→ WRITTEN TASKS:
a: List every U.S. senator named in the filibuster article.
b: Print the stretch of the filibuster article from "A filibuster (from" through "minutes (a record).".

→ DOCUMENT SECTION:

Posted on 25 September 2013 | 12:09 pm

U.S. Senator Ted Cruz (R-TX) now holds the record for the longest Senate speech since 1900. On September 25, 2013, Cruz ended his 21 hour, 19 minute hold of the Senate floor in his crusade against the Affordable Care Act (Obamacare).

[Related: Read ABC News coverage.]

But don’t call it a filibuster.

College of Charleston Political Science Professor Jordan Ragusa explains why the recent filibuster from Senator Ted Cruz is not the same as your grandfather’s filibuster. 

Jordan Ragusa, Political Science Professor

Jordan Ragusa, Political Science Professor

A filibuster (from the Spanish word “filibustero”) is a parliamentary procedure used to extend debate and delay voting on a legislative proposal.  When we think of filibusters, we think of Senator Strom Thurmond’s effort to block the Civil Rights Act of 1957 in which he spoke for 24 hours and 18 minutes (a record).

But it would be wrong to compare Cruz’s speech to Thurmond’s filibuster.  First, from 1957 until the 1970s, Senate bills were on a sequential list, where in order to vote on Bill 2 you had to first dispense with Bill 1.  Filibusters were very costly as a result and generated the long “talkathons” that most people think of when they hear the word “filibuster.”

However, in the 1970s the “two-track system” was created, whereby if Bill 1 is being filibustered the majority can simply skip it and proceed immediately to Bill 2.  As a consequence, modern filibusters are far less costly and rarely result in talkathons; if a filibuster is threatened, the majority proceeds until 60 votes can be found to limit debate on Bill 1 (known as enacting “cloture”).

Which brings us to Cruz’s speech: it isn’t a filibuster in the classic sense. Senator Harry Reid (D-NV) has already filed a cloture motion, and he has the 60 votes needed, which means that there is a limited about of time remaining for debate on the government funding bill.  While Cruz could exhaust all remaining time after cloture is enacted (15 hours), it won’t delay or block the bill beyond the “usual” procedural steps.

[Related: Read more about filibusters on Ragusa's blog, Rule 22.]

There are other filibuster myths as well.  For example, the filibuster is not “unconstitutional.”  Article 1 section 5 gives the House and the Senate the power to determine their own rules and proceedings (that’s right, whatever rule they can dream up).  Thus, the filibuster is constitutional precisely because the Senate created it.

Relatedly, a common claim is that the filibuster was created to protect numerical minorities and give them a voice in the Senate.   The reality is far less sexy: the filibuster arose because of a procedural accident.

→ RECORD LIST:

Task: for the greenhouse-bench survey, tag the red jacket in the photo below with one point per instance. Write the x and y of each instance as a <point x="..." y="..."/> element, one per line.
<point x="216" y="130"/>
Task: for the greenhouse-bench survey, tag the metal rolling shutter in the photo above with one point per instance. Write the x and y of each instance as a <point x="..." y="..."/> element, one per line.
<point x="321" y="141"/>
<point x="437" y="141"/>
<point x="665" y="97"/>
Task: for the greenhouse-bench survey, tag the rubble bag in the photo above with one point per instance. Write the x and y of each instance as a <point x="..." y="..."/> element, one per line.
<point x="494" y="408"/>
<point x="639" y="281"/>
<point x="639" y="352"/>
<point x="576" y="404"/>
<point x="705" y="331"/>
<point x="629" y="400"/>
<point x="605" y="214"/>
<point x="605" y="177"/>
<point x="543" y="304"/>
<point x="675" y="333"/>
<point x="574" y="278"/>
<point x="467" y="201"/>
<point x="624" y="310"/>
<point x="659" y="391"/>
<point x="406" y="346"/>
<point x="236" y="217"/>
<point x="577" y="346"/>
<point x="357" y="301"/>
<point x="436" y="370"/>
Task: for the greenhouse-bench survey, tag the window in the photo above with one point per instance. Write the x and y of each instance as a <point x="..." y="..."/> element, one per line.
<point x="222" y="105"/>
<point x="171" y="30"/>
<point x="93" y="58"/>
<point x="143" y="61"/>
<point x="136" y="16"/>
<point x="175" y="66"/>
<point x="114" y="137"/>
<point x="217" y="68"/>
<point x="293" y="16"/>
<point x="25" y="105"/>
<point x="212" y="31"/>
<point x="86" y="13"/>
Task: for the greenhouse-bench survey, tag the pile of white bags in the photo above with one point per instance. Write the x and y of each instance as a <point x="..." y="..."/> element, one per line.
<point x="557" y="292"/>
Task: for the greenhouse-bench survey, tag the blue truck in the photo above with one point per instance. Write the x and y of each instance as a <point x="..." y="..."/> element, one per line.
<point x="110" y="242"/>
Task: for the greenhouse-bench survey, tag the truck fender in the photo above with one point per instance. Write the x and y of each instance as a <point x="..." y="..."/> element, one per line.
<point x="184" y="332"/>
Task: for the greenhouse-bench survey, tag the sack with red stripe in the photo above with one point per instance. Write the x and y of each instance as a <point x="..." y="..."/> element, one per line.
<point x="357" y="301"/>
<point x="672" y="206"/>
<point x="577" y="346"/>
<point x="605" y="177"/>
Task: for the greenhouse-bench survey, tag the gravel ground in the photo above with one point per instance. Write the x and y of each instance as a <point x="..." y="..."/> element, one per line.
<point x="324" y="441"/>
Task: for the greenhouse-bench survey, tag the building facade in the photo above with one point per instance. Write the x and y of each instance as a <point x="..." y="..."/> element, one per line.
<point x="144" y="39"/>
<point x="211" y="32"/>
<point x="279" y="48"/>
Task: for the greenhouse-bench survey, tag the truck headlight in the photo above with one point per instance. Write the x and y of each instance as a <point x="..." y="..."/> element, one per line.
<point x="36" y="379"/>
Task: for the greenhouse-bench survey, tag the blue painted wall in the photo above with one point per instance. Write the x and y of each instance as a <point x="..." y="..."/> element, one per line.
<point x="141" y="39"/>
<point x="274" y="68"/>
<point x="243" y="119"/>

→ EXERCISE ANSWERS:
a: Ted Cruz, Strom Thurmond, Harry Reid

b:
A filibuster (from the Spanish word “filibustero”) is a parliamentary procedure used to extend debate and delay voting on a legislative proposal.  When we think of filibusters, we think of Senator Strom Thurmond’s effort to block the Civil Rights Act of 1957 in which he spoke for 24 hours and 18 minutes (a record).